### Task prompt
Reproduce the material below line for line, without any change, and leave out the pictures.

--- Recorded data ---

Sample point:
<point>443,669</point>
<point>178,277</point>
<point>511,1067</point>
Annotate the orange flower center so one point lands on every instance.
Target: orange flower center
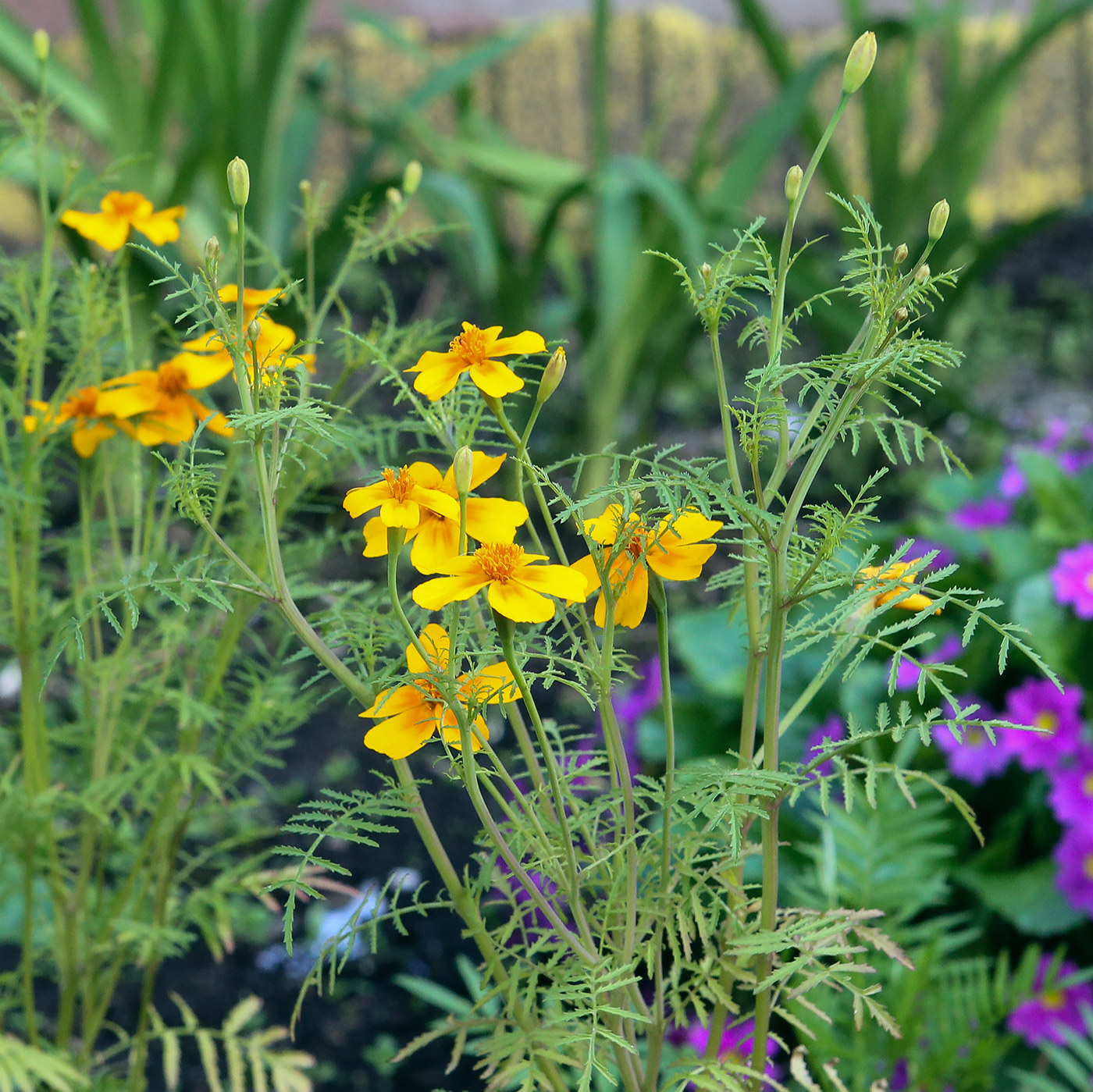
<point>401,485</point>
<point>500,560</point>
<point>173,379</point>
<point>470,346</point>
<point>84,403</point>
<point>1046,720</point>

---

### Response below
Sample point:
<point>443,669</point>
<point>178,277</point>
<point>511,1067</point>
Annotate the orange flower center so one point lands on every instance.
Target: orange flower center
<point>401,485</point>
<point>500,560</point>
<point>173,379</point>
<point>470,346</point>
<point>84,403</point>
<point>1046,720</point>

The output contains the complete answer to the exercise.